(Records from a collection)
-- begin --

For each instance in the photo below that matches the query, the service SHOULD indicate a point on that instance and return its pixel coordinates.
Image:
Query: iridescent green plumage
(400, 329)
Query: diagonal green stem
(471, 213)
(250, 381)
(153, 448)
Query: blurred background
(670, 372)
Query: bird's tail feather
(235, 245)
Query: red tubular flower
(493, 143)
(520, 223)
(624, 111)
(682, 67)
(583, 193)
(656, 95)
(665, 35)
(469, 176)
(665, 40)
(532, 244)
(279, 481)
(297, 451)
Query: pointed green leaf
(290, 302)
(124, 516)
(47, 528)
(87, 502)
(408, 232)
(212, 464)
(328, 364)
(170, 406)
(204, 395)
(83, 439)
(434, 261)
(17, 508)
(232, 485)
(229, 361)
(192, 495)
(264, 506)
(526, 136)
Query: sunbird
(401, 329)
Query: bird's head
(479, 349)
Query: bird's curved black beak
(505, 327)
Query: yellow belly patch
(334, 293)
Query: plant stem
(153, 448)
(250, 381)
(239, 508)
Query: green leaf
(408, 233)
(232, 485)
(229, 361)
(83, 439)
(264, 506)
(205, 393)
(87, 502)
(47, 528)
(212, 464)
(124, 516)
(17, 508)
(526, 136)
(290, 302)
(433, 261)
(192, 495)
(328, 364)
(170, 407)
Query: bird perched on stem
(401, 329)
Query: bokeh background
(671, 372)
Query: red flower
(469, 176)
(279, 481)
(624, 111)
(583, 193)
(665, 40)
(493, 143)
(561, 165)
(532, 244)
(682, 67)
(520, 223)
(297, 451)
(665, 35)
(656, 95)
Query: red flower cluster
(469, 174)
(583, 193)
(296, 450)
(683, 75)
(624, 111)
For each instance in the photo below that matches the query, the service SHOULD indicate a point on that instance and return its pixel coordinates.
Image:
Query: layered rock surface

-- end --

- **YOUR TASK**:
Output these lines exactly as they appear.

- **WRITTEN RESPONSE**:
For each instance in the photo below that matches the query, the service SHOULD indicate a point on that instance and return its pixel coordinates.
Image:
Query: iridescent green plumage
(400, 329)
Query: diagonal green stem
(471, 213)
(250, 381)
(153, 448)
Query: blurred background
(670, 372)
Query: bird's tail feather
(235, 245)
Query: red tubular flower
(493, 143)
(520, 223)
(624, 111)
(682, 67)
(583, 193)
(656, 95)
(665, 35)
(469, 176)
(665, 40)
(532, 244)
(279, 481)
(297, 451)
Query: pointed green leaf
(290, 302)
(124, 516)
(47, 528)
(87, 502)
(408, 232)
(212, 464)
(328, 364)
(170, 406)
(204, 395)
(83, 439)
(434, 261)
(17, 508)
(232, 485)
(229, 361)
(192, 495)
(264, 506)
(526, 136)
Query: sunbird
(401, 329)
Query: bird's head
(479, 349)
Query: bird's curved black beak
(505, 327)
Query: yellow belly patch
(334, 293)
Query: plant stem
(153, 448)
(250, 381)
(239, 508)
Query: green leaf
(408, 233)
(232, 485)
(229, 361)
(83, 439)
(264, 506)
(205, 393)
(87, 502)
(47, 528)
(212, 464)
(124, 516)
(17, 508)
(526, 136)
(290, 302)
(433, 261)
(192, 495)
(328, 364)
(170, 407)
Query: bird perched on stem
(401, 329)
Query: bokeh background
(671, 372)
Query: red flower
(469, 176)
(279, 481)
(624, 111)
(583, 193)
(665, 40)
(493, 143)
(561, 165)
(532, 244)
(682, 67)
(520, 223)
(297, 451)
(665, 35)
(656, 95)
Query: red flower cluster
(469, 174)
(583, 193)
(296, 450)
(683, 75)
(624, 111)
For each instance in the photo below that matches the query, the service SHOULD indicate a point on that instance and return its pixel coordinates.
Image:
Query: layered rock surface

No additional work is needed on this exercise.